#### [What you are asked to do]
Read the records and gather each line that includes "lily".

Segment Start: Provided data

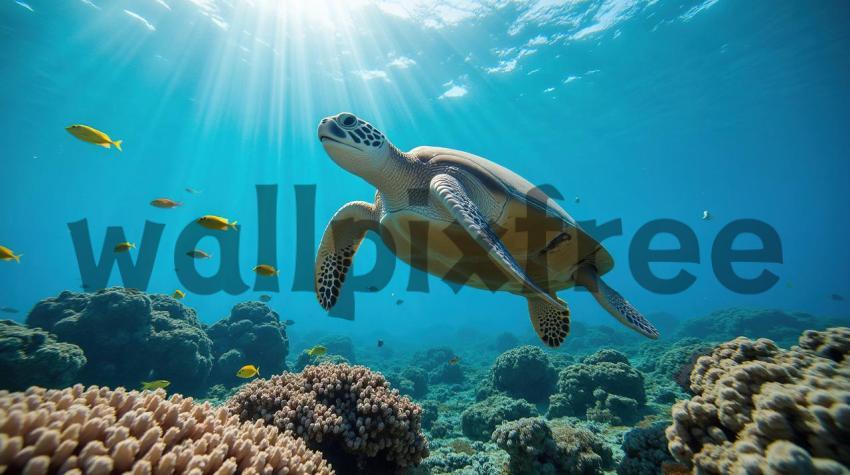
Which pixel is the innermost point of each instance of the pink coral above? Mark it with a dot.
(341, 409)
(101, 431)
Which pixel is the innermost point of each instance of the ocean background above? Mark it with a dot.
(642, 109)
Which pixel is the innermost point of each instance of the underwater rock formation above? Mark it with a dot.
(251, 334)
(349, 413)
(33, 357)
(478, 420)
(524, 372)
(129, 336)
(773, 324)
(535, 447)
(603, 388)
(645, 450)
(97, 430)
(761, 409)
(505, 341)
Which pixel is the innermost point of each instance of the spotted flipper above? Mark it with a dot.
(340, 241)
(614, 303)
(451, 193)
(552, 324)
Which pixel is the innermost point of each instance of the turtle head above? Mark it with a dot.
(354, 144)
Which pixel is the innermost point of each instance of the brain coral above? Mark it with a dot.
(760, 409)
(536, 448)
(100, 431)
(251, 334)
(129, 336)
(31, 356)
(525, 372)
(348, 412)
(605, 388)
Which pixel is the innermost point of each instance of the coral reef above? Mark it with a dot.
(773, 324)
(645, 450)
(129, 336)
(762, 409)
(251, 334)
(350, 413)
(604, 388)
(33, 357)
(524, 372)
(100, 431)
(535, 447)
(505, 341)
(447, 374)
(479, 419)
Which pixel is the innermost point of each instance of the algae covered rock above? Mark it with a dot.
(761, 409)
(536, 447)
(251, 334)
(645, 450)
(479, 419)
(607, 389)
(129, 336)
(33, 357)
(525, 372)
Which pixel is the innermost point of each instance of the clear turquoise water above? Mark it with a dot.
(740, 108)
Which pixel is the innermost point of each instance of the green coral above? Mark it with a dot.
(601, 390)
(479, 419)
(524, 372)
(33, 357)
(536, 447)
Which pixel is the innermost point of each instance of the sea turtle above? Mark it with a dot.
(467, 220)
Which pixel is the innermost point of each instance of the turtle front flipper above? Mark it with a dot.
(342, 237)
(552, 324)
(614, 303)
(447, 190)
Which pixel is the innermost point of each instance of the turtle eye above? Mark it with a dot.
(347, 120)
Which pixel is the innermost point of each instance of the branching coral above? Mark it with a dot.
(346, 411)
(761, 409)
(31, 356)
(100, 431)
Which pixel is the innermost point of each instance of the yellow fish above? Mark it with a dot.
(92, 135)
(124, 246)
(165, 203)
(159, 383)
(216, 222)
(248, 371)
(266, 270)
(6, 254)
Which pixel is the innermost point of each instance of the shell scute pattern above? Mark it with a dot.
(332, 274)
(628, 311)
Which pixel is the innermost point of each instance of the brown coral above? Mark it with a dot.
(101, 431)
(759, 408)
(345, 411)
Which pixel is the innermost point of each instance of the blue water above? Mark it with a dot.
(644, 110)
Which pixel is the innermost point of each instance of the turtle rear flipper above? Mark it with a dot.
(614, 303)
(551, 323)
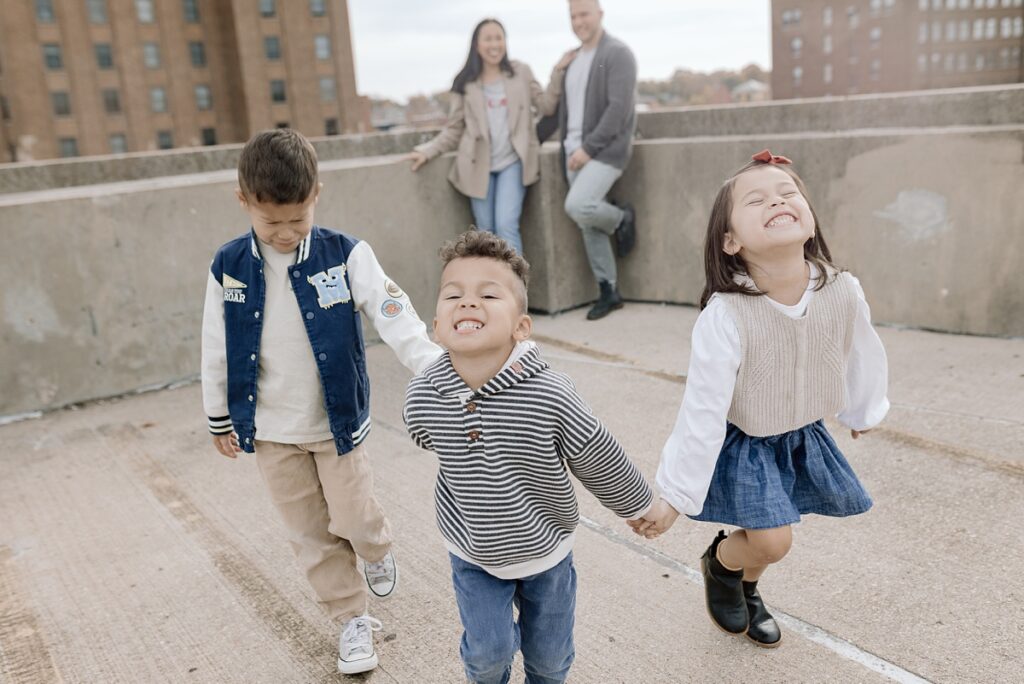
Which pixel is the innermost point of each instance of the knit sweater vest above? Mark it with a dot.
(793, 371)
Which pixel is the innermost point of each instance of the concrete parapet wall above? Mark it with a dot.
(103, 284)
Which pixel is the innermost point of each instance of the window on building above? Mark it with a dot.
(96, 10)
(271, 47)
(322, 44)
(151, 55)
(61, 102)
(44, 11)
(158, 99)
(327, 89)
(204, 98)
(143, 8)
(112, 100)
(190, 8)
(51, 56)
(104, 56)
(69, 146)
(278, 91)
(197, 52)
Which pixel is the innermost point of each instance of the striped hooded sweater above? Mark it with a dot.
(504, 499)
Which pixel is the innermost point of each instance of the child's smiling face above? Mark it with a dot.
(480, 308)
(768, 212)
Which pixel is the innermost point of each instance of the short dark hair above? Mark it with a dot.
(720, 268)
(278, 166)
(488, 246)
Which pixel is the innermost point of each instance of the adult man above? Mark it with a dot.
(597, 118)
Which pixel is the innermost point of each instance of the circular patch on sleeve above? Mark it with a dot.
(390, 308)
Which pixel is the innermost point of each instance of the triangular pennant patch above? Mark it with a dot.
(231, 284)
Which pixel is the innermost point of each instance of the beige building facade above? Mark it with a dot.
(824, 48)
(98, 77)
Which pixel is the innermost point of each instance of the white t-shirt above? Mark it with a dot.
(577, 79)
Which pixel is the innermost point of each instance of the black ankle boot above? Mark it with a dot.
(723, 591)
(763, 630)
(608, 302)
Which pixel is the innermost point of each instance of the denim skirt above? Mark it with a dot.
(762, 482)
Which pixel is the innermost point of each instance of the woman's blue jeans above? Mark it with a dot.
(500, 211)
(544, 631)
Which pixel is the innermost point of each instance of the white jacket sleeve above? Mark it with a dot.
(690, 454)
(214, 359)
(866, 373)
(389, 310)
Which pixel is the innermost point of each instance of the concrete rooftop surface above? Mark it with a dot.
(131, 552)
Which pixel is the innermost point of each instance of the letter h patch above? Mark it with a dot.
(331, 287)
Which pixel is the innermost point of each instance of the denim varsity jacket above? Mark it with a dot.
(333, 279)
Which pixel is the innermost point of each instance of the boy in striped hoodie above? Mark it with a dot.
(507, 431)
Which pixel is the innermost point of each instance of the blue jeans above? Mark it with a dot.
(500, 211)
(544, 632)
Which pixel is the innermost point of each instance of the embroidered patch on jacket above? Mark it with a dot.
(331, 287)
(232, 290)
(390, 308)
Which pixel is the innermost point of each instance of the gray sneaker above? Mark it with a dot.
(355, 646)
(382, 576)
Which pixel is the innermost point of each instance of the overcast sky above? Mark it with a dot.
(404, 47)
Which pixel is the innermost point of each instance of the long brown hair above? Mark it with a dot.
(720, 268)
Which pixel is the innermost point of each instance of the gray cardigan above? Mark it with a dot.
(609, 107)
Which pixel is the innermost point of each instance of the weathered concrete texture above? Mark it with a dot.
(131, 552)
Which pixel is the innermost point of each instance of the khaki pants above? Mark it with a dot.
(327, 503)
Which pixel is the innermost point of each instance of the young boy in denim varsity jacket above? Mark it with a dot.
(285, 376)
(507, 431)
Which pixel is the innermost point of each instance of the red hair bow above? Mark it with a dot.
(766, 157)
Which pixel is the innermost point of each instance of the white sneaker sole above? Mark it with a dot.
(391, 591)
(355, 667)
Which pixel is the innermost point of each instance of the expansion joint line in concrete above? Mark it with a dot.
(838, 645)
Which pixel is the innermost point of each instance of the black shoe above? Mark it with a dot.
(724, 591)
(763, 630)
(608, 302)
(626, 233)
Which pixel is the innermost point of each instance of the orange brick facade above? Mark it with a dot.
(97, 77)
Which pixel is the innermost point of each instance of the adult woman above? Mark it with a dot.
(492, 124)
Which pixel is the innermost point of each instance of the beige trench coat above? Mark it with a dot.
(467, 129)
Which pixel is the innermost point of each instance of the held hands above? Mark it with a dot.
(658, 519)
(566, 59)
(578, 160)
(227, 444)
(417, 158)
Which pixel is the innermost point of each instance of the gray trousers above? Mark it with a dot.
(597, 219)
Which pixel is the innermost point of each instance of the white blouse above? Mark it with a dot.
(691, 452)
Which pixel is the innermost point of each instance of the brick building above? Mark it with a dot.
(862, 46)
(96, 77)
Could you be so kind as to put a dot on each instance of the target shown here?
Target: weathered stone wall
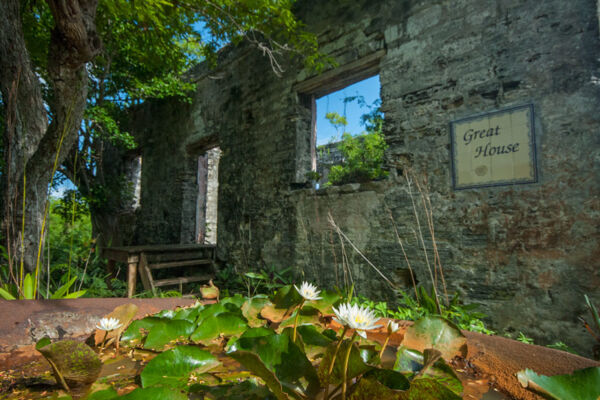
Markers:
(528, 253)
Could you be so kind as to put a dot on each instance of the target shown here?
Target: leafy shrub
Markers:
(362, 153)
(363, 159)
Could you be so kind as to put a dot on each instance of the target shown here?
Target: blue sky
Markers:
(369, 89)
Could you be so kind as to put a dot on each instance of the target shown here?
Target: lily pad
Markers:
(286, 297)
(225, 324)
(251, 310)
(238, 300)
(167, 331)
(253, 362)
(216, 309)
(435, 332)
(173, 367)
(583, 384)
(283, 360)
(328, 300)
(139, 329)
(308, 316)
(246, 390)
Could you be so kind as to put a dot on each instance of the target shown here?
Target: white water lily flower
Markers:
(360, 319)
(308, 291)
(109, 324)
(392, 327)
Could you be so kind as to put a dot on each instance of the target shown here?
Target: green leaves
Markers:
(437, 333)
(173, 367)
(226, 324)
(278, 361)
(166, 331)
(583, 384)
(429, 365)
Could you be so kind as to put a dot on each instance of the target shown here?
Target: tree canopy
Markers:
(70, 69)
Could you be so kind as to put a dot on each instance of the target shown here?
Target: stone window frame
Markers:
(328, 82)
(194, 150)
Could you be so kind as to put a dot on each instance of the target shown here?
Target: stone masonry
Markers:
(527, 253)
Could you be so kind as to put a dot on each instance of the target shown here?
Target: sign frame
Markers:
(532, 148)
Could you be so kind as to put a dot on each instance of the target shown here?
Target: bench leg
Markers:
(131, 279)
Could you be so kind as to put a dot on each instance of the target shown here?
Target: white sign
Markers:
(496, 148)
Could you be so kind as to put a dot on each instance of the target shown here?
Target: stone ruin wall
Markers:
(528, 253)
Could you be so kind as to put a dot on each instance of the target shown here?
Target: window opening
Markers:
(208, 196)
(349, 141)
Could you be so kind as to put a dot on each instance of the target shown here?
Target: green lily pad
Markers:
(428, 389)
(380, 384)
(173, 367)
(308, 316)
(435, 332)
(216, 309)
(283, 360)
(246, 390)
(412, 362)
(167, 331)
(238, 300)
(155, 393)
(253, 362)
(286, 297)
(225, 324)
(138, 330)
(188, 314)
(327, 301)
(583, 384)
(389, 378)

Segment End: Provided data

#### [Response to the task]
Target: lily pad
Target: white water lily flower
Target: green lily pad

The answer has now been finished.